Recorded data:
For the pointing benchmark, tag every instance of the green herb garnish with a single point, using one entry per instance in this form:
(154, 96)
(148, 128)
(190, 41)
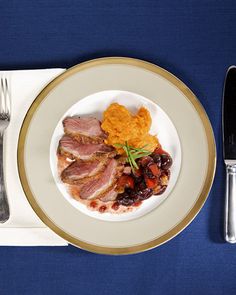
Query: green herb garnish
(133, 154)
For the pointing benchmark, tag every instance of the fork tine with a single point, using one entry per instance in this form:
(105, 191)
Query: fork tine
(7, 98)
(2, 94)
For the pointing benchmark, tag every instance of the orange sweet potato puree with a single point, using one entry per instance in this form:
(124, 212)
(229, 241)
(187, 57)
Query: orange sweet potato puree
(122, 126)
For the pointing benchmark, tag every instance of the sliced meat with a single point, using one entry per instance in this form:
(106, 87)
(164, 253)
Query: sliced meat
(87, 126)
(63, 162)
(85, 151)
(80, 169)
(98, 185)
(109, 195)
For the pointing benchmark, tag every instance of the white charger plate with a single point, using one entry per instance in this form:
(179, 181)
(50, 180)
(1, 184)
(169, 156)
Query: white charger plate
(182, 122)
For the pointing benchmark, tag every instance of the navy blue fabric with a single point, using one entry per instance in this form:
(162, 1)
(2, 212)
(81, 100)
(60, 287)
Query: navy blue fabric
(195, 40)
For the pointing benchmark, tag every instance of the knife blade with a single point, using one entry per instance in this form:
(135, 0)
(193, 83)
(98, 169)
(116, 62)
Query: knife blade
(229, 115)
(229, 153)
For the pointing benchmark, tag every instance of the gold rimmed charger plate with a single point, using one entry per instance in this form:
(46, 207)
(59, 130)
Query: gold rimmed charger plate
(197, 143)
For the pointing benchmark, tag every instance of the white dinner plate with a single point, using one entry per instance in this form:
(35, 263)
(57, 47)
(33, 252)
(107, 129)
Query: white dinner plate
(180, 123)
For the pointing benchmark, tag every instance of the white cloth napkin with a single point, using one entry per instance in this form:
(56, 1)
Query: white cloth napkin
(23, 228)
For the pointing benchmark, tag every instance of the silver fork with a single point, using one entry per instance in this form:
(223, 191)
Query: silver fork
(5, 115)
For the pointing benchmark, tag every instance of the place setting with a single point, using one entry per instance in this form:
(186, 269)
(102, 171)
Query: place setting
(114, 155)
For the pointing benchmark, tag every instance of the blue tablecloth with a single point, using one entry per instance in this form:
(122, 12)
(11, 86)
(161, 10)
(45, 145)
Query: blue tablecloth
(195, 40)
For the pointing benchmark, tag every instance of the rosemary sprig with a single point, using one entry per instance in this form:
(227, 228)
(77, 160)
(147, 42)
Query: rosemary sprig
(133, 154)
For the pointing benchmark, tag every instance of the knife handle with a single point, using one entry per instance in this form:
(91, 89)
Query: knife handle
(230, 204)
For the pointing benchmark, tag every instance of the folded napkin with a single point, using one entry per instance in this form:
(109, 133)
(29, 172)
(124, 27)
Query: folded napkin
(23, 228)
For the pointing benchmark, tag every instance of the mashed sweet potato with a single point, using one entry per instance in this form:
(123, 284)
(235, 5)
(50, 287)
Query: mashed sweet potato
(122, 126)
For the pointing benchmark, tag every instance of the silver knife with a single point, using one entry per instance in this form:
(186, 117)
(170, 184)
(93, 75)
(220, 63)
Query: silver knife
(229, 152)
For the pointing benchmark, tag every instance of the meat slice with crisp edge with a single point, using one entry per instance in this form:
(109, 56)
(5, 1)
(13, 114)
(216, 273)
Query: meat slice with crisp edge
(85, 126)
(96, 186)
(85, 151)
(80, 169)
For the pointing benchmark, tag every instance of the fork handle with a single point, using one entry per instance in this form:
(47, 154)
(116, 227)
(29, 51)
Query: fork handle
(4, 206)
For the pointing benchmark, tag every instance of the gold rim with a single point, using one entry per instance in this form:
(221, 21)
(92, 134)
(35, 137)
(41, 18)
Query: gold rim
(211, 155)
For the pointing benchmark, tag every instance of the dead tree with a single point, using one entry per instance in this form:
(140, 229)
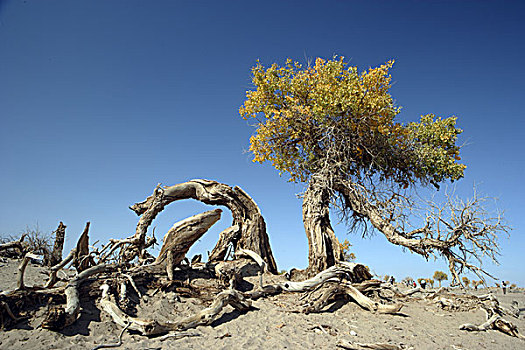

Task goal:
Please set out every line of the records above as a JSON list of strings, one string per line. Skip blank lines and leave the pictures out.

Task response:
[
  "For the pointing benchmark, tag every instance of the green herb garnish with a single point, using one entry per instance in this form:",
  "(154, 96)",
  "(148, 128)",
  "(190, 41)",
  "Query: green herb garnish",
  "(133, 154)",
  "For the pointing benchmark, tag every instance of the fork tine with a single point, using one entry per instance in this form:",
  "(105, 191)",
  "Query: fork tine",
  "(7, 98)",
  "(2, 94)",
  "For the pointing benchmark, tag every instance of the orange sweet potato puree with a single point, using one entry per instance in this form:",
  "(124, 212)",
  "(229, 241)",
  "(187, 57)",
  "Query: orange sweet potato puree",
  "(122, 126)",
  "For the pointing benchmark, tag every instance of the sliced meat with a single point, using one entry per instance in this form:",
  "(106, 87)",
  "(164, 253)",
  "Query: sliced meat",
  "(87, 126)",
  "(63, 162)",
  "(85, 151)",
  "(80, 169)",
  "(98, 185)",
  "(109, 195)",
  "For the pointing benchmark, tag every instance of the white charger plate with a single point, using one entry per instance in this form:",
  "(179, 181)",
  "(50, 180)",
  "(1, 184)",
  "(169, 156)",
  "Query: white charger plate",
  "(182, 122)",
  "For the pointing benchmark, tag every instance of the navy blue fabric with a single point, using one entry per instance in this form:",
  "(162, 1)",
  "(2, 212)",
  "(81, 100)",
  "(60, 287)",
  "Query: navy blue fabric",
  "(195, 40)",
  "For the pointing benchmark, tag every instance of the knife blade with a single point, using one entry per instance in this form:",
  "(135, 0)",
  "(193, 83)",
  "(98, 169)",
  "(116, 62)",
  "Query: knife blade",
  "(229, 115)",
  "(229, 153)",
  "For the pointing benchmark, tag every instance of the gold rimmed charger plate with a single point, using one entry per instance in this form:",
  "(46, 207)",
  "(59, 130)",
  "Query: gold rimmed charger plate",
  "(197, 143)",
  "For the pointing benchmark, tag every instance of the white dinner plate with a single point, using one entry per instance in this form:",
  "(35, 263)",
  "(57, 47)",
  "(33, 252)",
  "(107, 129)",
  "Query: white dinner plate",
  "(180, 123)",
  "For the pointing benchmark, tag every instance of the white cloth napkin with a single point, using one entry per instance in this form:",
  "(56, 1)",
  "Query: white cloth napkin",
  "(23, 228)",
  "For the pointing benchmark, tag every instance of the silver fork with a single point, using one entry per instance in this form:",
  "(223, 191)",
  "Query: silver fork",
  "(5, 115)",
  "For the pointing benchmark, tag every instance of the place setting with a single point, using one entry per instance in this form:",
  "(186, 269)",
  "(102, 171)",
  "Query: place setting",
  "(114, 155)",
  "For the pointing benchmark, tag every instance of the blue tablecloth with a single point, using one entry per instance in this form:",
  "(122, 12)",
  "(11, 86)",
  "(161, 10)",
  "(45, 145)",
  "Query: blue tablecloth",
  "(195, 40)",
  "For the pointing benchmark, tag every instance of the rosemary sprig with a single point, using one entry per instance in this form:",
  "(227, 228)",
  "(77, 160)",
  "(147, 42)",
  "Query: rosemary sprig",
  "(133, 154)",
  "For the pointing benchmark, tag every instance of the knife handle with a single point, using one entry per instance in this form:",
  "(91, 89)",
  "Query: knife handle",
  "(230, 204)",
  "For the pointing benchmark, tag every instance of the folded napkin with a single point, using one entry per instance in this form:",
  "(109, 133)",
  "(29, 172)",
  "(124, 27)",
  "Query: folded napkin",
  "(23, 228)",
  "For the pointing benchmark, tag every instance of the mashed sweet potato with a single point, using one entry per instance in this form:",
  "(123, 284)",
  "(235, 5)",
  "(50, 287)",
  "Query: mashed sweet potato",
  "(122, 126)",
  "For the pointing benchmark, tag every instance of the silver knife with a single point, using one entry per instance in this form:",
  "(186, 117)",
  "(170, 184)",
  "(93, 75)",
  "(220, 63)",
  "Query: silver knife",
  "(229, 152)",
  "For the pointing benchmark, tag every instance of the meat slice with crisp edge with a single point, using one entry per instance in this form:",
  "(109, 56)",
  "(5, 1)",
  "(13, 114)",
  "(216, 273)",
  "Query: meat slice with crisp edge",
  "(85, 126)",
  "(96, 186)",
  "(85, 151)",
  "(80, 169)",
  "For the pointing benchmark, tag every instance of the fork handle with a single point, using one entry per instance in this form:",
  "(47, 154)",
  "(116, 227)",
  "(29, 51)",
  "Query: fork handle",
  "(4, 206)",
  "For the pointing benchmark, tag every instance of the gold rim with a single point, using one entry per instance in this form:",
  "(221, 21)",
  "(92, 134)",
  "(35, 137)",
  "(41, 18)",
  "Query: gold rim",
  "(211, 155)",
  "For the pointing benchmark, tag every instance of the dead tree with a single point, using one entry per instance in this form:",
  "(140, 229)"
]